A block of data
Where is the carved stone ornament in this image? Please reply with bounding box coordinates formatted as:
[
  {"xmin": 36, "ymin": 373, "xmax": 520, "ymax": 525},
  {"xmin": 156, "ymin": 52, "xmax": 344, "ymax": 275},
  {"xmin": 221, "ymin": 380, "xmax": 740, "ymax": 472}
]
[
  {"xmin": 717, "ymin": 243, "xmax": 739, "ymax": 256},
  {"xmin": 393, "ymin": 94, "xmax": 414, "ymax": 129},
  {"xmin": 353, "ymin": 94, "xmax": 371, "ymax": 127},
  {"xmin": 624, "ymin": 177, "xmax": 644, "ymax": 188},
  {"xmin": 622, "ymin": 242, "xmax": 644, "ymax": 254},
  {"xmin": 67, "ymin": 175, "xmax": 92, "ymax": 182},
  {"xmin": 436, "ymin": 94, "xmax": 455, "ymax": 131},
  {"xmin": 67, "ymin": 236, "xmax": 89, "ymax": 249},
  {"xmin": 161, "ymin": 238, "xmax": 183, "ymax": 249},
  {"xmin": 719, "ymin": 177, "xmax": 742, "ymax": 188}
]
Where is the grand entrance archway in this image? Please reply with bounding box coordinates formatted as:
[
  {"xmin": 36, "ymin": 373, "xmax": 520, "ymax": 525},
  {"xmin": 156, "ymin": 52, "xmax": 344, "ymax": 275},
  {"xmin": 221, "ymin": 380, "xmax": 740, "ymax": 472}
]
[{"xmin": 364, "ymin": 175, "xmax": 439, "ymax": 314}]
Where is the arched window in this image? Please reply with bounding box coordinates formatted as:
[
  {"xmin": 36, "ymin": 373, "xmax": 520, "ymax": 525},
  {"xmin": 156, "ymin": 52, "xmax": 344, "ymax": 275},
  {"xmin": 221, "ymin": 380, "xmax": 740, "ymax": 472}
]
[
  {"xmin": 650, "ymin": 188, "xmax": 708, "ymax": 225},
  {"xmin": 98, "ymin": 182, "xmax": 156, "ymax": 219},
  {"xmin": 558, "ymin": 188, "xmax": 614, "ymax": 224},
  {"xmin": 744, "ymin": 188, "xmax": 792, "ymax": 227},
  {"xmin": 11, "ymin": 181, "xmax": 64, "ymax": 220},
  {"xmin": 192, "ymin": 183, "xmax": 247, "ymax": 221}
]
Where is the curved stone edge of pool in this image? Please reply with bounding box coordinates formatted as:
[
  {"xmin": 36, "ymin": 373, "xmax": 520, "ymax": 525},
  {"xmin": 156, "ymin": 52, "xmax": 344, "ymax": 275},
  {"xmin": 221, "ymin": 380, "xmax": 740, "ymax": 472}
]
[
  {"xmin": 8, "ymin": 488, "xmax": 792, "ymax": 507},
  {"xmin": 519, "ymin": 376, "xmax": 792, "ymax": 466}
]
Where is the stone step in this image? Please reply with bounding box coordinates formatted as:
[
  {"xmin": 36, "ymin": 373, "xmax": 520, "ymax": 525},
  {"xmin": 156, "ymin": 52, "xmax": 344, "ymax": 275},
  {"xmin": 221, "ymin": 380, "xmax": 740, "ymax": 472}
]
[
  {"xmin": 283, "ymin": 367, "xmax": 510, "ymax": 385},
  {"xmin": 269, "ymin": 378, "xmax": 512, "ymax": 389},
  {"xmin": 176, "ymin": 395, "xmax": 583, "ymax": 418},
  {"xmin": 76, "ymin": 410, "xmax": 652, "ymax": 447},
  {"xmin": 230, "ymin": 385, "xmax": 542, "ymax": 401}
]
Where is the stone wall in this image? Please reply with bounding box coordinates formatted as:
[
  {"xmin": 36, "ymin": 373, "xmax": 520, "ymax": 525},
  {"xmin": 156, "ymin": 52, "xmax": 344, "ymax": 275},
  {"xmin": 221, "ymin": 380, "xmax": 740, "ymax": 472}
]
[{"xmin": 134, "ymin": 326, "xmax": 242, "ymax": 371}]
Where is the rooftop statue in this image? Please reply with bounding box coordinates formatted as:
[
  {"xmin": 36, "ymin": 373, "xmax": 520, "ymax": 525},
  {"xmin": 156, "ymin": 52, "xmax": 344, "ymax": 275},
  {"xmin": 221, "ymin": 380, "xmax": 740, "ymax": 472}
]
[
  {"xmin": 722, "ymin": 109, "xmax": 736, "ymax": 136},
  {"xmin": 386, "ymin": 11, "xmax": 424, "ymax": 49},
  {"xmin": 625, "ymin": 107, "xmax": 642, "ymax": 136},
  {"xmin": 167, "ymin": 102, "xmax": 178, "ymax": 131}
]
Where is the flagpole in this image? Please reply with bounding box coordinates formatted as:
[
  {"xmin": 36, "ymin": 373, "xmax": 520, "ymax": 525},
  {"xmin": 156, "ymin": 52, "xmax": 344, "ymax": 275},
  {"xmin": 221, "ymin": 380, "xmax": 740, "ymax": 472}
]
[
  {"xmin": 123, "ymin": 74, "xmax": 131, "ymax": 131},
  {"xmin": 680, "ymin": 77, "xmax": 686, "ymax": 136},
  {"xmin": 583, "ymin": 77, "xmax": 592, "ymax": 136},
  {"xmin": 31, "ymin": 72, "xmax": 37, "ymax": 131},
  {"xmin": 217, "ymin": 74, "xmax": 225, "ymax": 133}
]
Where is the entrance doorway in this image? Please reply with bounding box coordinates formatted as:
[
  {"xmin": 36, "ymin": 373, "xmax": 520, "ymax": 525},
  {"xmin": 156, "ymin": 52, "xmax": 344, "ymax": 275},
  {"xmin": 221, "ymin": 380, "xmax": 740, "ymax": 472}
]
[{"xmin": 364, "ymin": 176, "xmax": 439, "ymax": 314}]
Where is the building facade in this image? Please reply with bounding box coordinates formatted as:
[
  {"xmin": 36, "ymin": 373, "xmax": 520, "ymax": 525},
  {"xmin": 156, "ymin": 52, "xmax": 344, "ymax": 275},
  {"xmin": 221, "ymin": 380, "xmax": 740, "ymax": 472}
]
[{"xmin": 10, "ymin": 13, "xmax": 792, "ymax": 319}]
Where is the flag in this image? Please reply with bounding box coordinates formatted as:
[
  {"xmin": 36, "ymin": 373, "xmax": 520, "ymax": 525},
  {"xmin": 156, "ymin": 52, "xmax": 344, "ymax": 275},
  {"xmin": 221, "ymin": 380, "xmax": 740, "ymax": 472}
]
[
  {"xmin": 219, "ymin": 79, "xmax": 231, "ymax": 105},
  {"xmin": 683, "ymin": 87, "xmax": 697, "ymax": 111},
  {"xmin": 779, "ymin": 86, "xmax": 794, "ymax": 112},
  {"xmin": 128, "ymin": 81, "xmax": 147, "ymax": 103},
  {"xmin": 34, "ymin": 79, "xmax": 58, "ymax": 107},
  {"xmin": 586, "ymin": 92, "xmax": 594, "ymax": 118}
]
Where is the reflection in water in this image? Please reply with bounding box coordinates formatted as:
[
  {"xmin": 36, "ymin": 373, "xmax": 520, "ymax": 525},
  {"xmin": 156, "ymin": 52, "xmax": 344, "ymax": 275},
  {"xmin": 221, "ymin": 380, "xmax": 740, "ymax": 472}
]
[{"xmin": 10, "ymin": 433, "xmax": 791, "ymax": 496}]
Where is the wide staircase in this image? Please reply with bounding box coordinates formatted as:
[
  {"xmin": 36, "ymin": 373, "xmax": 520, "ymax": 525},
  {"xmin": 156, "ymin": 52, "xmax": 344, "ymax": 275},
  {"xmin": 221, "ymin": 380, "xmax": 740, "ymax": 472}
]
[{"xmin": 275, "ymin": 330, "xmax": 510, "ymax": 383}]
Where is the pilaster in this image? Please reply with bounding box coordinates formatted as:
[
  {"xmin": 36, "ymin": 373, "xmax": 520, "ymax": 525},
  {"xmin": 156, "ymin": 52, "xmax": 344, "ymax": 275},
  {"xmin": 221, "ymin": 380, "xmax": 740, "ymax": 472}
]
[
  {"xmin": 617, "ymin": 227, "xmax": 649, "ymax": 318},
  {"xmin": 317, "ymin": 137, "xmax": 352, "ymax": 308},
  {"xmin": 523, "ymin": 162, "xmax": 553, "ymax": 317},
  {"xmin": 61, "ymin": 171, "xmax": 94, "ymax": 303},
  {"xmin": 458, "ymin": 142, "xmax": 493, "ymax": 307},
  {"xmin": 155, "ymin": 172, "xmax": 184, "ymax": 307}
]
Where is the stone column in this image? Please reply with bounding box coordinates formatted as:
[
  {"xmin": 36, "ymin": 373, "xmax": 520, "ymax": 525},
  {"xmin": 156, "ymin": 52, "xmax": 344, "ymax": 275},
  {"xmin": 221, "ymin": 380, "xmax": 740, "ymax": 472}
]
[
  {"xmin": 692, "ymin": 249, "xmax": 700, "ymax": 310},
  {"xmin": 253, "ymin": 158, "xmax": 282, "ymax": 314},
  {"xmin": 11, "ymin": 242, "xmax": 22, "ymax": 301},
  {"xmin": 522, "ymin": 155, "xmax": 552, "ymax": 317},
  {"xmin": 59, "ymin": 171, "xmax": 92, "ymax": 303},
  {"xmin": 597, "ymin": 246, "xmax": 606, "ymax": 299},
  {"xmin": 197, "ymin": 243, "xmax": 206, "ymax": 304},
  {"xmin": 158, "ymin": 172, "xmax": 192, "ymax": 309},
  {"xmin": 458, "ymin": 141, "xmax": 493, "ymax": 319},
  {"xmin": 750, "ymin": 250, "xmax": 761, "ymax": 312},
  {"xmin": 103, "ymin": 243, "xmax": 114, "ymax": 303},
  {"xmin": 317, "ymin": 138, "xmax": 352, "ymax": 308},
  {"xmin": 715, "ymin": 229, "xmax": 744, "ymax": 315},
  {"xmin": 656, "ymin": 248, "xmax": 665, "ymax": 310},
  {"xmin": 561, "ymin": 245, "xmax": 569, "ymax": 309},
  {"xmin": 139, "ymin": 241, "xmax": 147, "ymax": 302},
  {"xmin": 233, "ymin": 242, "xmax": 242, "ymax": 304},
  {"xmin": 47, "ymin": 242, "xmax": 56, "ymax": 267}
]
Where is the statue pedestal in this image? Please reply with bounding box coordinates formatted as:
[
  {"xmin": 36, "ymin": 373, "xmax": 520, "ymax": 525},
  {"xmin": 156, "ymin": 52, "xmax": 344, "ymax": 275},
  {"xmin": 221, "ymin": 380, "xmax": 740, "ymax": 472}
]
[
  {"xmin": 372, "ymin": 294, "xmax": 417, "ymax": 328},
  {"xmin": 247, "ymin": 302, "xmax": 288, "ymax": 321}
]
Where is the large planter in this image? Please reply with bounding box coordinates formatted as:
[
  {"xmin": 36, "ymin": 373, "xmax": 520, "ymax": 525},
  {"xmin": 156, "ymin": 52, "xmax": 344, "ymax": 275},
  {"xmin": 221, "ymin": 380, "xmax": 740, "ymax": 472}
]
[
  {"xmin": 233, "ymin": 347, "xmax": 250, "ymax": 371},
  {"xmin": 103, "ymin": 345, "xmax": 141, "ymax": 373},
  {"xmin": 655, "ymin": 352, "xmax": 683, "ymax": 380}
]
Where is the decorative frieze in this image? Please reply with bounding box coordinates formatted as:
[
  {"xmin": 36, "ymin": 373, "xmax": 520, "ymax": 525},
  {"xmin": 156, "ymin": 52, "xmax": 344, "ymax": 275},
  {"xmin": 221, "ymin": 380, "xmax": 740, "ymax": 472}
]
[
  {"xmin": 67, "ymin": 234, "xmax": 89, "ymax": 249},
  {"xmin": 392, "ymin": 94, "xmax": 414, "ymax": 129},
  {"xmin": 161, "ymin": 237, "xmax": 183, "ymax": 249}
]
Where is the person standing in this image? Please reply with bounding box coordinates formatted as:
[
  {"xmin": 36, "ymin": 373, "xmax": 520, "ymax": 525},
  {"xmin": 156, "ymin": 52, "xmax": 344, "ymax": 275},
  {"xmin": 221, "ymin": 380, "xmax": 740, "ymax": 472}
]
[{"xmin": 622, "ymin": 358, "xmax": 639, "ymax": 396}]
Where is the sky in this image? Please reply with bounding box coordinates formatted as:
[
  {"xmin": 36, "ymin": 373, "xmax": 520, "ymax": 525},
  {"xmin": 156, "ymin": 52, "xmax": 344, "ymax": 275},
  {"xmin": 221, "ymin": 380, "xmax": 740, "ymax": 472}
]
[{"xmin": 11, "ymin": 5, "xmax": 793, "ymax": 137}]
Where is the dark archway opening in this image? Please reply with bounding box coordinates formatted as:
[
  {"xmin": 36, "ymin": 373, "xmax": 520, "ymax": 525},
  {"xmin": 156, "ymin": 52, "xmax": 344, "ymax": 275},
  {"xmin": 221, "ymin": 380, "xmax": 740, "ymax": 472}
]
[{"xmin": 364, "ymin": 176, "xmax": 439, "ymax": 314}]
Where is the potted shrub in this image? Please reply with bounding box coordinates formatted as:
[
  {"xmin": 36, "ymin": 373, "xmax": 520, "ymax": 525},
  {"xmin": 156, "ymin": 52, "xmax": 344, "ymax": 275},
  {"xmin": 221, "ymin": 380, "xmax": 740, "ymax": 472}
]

Directions for this task: How many lines in the records above contain the string "statue"? Reply with the number alone.

Response to the exercise: 2